>> START Provided records

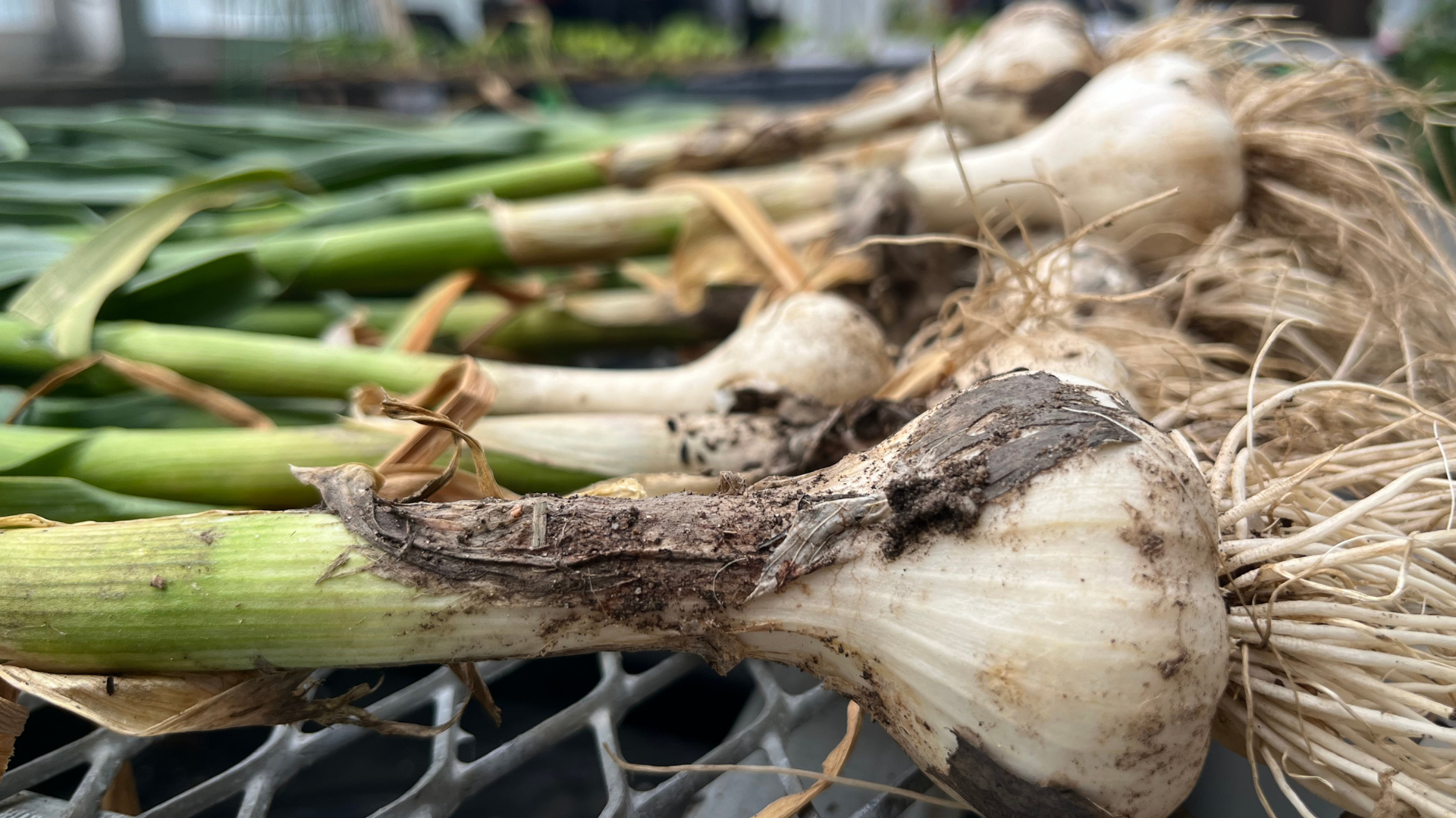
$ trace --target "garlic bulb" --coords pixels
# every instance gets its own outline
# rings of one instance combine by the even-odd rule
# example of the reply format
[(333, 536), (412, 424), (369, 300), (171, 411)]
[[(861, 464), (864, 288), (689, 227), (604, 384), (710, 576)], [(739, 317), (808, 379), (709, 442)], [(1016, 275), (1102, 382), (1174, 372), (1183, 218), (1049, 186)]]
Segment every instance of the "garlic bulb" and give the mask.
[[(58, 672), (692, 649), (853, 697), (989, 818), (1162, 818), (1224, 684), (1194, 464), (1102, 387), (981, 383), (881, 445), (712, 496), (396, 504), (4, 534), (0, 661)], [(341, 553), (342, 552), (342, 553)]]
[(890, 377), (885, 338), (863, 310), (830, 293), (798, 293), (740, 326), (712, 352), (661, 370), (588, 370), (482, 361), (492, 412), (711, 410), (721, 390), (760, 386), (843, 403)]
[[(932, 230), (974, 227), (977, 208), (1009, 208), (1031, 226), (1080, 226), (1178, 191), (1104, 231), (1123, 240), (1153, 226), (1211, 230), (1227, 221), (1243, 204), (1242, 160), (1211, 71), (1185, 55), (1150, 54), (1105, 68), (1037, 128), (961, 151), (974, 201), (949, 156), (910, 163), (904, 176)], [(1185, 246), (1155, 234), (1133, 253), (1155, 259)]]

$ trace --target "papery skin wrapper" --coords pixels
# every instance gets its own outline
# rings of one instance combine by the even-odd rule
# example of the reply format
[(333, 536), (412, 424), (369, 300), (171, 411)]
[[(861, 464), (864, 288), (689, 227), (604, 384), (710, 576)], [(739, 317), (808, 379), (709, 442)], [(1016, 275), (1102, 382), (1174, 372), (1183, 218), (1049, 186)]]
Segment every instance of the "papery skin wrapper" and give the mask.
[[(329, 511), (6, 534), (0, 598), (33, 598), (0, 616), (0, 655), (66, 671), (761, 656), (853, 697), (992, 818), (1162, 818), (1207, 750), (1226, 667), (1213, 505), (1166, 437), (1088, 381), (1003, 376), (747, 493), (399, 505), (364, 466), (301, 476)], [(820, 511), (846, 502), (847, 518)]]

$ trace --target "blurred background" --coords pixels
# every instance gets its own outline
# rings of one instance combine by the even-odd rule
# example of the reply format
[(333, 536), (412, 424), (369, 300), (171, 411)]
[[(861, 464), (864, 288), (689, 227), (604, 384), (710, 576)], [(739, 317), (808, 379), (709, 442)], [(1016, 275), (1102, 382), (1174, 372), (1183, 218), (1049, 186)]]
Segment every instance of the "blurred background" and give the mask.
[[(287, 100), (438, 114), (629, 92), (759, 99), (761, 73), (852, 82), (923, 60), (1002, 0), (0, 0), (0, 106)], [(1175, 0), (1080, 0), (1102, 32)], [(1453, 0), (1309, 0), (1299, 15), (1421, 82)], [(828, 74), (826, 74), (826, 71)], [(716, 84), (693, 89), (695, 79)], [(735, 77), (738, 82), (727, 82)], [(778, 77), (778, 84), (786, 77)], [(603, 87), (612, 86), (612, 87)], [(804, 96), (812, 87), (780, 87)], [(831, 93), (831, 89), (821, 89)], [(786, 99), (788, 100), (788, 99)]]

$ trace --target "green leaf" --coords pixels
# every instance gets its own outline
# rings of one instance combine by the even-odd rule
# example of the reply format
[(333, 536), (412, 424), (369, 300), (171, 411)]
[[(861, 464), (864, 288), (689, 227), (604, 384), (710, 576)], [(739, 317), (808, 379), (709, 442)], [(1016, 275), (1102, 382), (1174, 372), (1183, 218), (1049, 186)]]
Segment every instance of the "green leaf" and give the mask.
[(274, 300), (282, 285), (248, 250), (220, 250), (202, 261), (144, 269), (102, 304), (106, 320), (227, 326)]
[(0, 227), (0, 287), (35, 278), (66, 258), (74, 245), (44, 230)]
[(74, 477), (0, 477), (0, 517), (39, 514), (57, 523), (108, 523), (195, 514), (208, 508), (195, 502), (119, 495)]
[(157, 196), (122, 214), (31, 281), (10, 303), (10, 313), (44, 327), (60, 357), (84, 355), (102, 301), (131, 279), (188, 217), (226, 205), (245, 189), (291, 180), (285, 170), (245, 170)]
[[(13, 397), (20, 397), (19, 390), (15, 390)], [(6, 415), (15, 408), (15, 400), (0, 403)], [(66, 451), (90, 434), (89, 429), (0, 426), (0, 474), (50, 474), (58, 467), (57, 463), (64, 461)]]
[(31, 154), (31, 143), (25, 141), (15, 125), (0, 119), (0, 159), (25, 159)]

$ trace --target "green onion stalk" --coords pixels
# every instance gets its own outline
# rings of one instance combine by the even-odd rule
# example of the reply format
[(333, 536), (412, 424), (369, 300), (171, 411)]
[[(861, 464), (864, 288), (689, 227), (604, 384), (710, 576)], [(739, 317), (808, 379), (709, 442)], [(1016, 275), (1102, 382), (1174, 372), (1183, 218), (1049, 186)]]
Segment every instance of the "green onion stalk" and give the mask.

>> END Provided records

Produce an exact copy of each line of data, skipping embedded images.

Completed task:
$ trace --target "garlic bulb" --coords pixels
# every instance gets its own outline
# rings of one instance combine by the even-odd rule
# example of the reply format
[(333, 536), (412, 424), (369, 300), (171, 411)]
[[(861, 464), (864, 288), (689, 227), (604, 384), (710, 576)], [(739, 317), (808, 379), (709, 442)], [(1016, 275), (1102, 382), (1174, 372), (1183, 218), (1049, 186)]]
Segment every instance of the "garlic bulb" and give the mask.
[[(58, 672), (692, 649), (853, 697), (989, 818), (1162, 818), (1224, 684), (1194, 464), (1102, 387), (981, 383), (881, 445), (712, 496), (396, 504), (4, 534), (0, 661)], [(341, 553), (342, 552), (342, 553)]]
[(890, 377), (885, 338), (863, 310), (830, 293), (798, 293), (740, 326), (712, 352), (661, 370), (588, 370), (482, 361), (492, 412), (711, 410), (721, 390), (760, 386), (843, 403)]
[[(932, 230), (974, 227), (977, 208), (1009, 208), (1031, 226), (1080, 226), (1178, 191), (1104, 231), (1123, 240), (1153, 226), (1211, 230), (1227, 221), (1243, 204), (1242, 160), (1211, 71), (1185, 55), (1150, 54), (1105, 68), (1037, 128), (961, 151), (974, 201), (949, 156), (910, 163), (904, 176)], [(1185, 246), (1155, 234), (1133, 253), (1155, 259)]]

$ trace --target "papery skin wrapper" --coords pixels
# every instance gets its own outline
# rings of one instance combine by the even-odd rule
# example of the reply format
[(333, 536), (412, 424), (369, 300), (171, 411)]
[[(861, 464), (864, 288), (689, 227), (604, 384), (710, 576)], [(739, 317), (808, 379), (709, 442)], [(1016, 275), (1102, 382), (1174, 372), (1183, 218), (1049, 186)]]
Segment every instance of the "papery skin wrapper" and give the mask.
[[(329, 511), (6, 534), (0, 598), (33, 598), (0, 616), (0, 655), (66, 671), (761, 656), (853, 697), (992, 818), (1162, 818), (1207, 750), (1226, 667), (1213, 505), (1166, 437), (1088, 381), (1003, 376), (747, 493), (399, 505), (364, 466), (301, 476)], [(820, 511), (846, 502), (847, 518)]]

$ trace --target "blurred background" --coords pixels
# every instance gets its own outline
# rings of one instance combine by the even-odd rule
# example of the reply format
[(333, 536), (412, 424), (369, 300), (171, 411)]
[[(861, 464), (864, 288), (689, 227), (604, 384), (710, 576)], [(739, 317), (808, 379), (709, 442)], [(1016, 275), (1102, 382), (1174, 372), (1183, 218), (1049, 186)]]
Segment every instance of the "blurred background" and give the mask.
[[(287, 100), (438, 114), (629, 92), (759, 99), (761, 73), (852, 82), (923, 60), (1002, 0), (0, 0), (0, 106)], [(1175, 0), (1080, 0), (1102, 32)], [(1453, 0), (1309, 0), (1299, 15), (1421, 82)], [(828, 74), (826, 74), (826, 71)], [(716, 84), (693, 89), (695, 79)], [(735, 77), (738, 82), (727, 82)], [(778, 77), (778, 84), (786, 77)], [(603, 87), (612, 86), (612, 87)], [(804, 96), (812, 87), (780, 87)], [(831, 93), (831, 89), (821, 89)], [(786, 99), (788, 100), (788, 99)]]

$ trace --target "green leaf" --coords pixels
# every instance gets its own outline
# rings of one instance combine by the even-odd rule
# example of the reply format
[(333, 536), (412, 424), (369, 300), (171, 411)]
[[(861, 464), (864, 288), (689, 227), (604, 384), (710, 576)], [(739, 317), (808, 379), (709, 442)], [(1016, 275), (1102, 382), (1174, 372), (1183, 218), (1049, 186)]]
Segment every instance of the "green leaf" and give the mask.
[(274, 300), (282, 285), (248, 250), (220, 250), (202, 261), (144, 269), (102, 304), (106, 320), (227, 326)]
[(0, 227), (0, 287), (35, 278), (66, 258), (74, 245), (44, 230)]
[(74, 477), (0, 477), (0, 517), (39, 514), (57, 523), (108, 523), (195, 514), (208, 508), (195, 502), (119, 495)]
[(157, 196), (122, 214), (31, 281), (10, 303), (10, 313), (44, 327), (60, 357), (84, 355), (102, 301), (131, 279), (188, 217), (226, 205), (245, 189), (291, 180), (285, 170), (245, 170)]
[[(13, 397), (20, 397), (19, 390), (15, 390)], [(6, 415), (15, 408), (15, 400), (0, 403)], [(66, 451), (90, 434), (89, 429), (0, 426), (0, 474), (50, 474), (58, 467), (57, 463), (64, 461)]]
[(31, 154), (31, 143), (25, 141), (15, 125), (0, 119), (0, 159), (25, 159)]

$ trace --target "green onion stalk" --coords pixels
# every instance gets its own outline
# rings of one instance combine by the even-odd rule
# example of the reply format
[(333, 536), (412, 424), (369, 300), (171, 411)]
[[(861, 464), (864, 288), (689, 227), (604, 384), (710, 576)], [(739, 317), (808, 379), (709, 442)], [(1016, 275), (1102, 382), (1174, 372), (1183, 218), (1049, 186)]]
Segment every instance of the "green onion stalk" and give the mask.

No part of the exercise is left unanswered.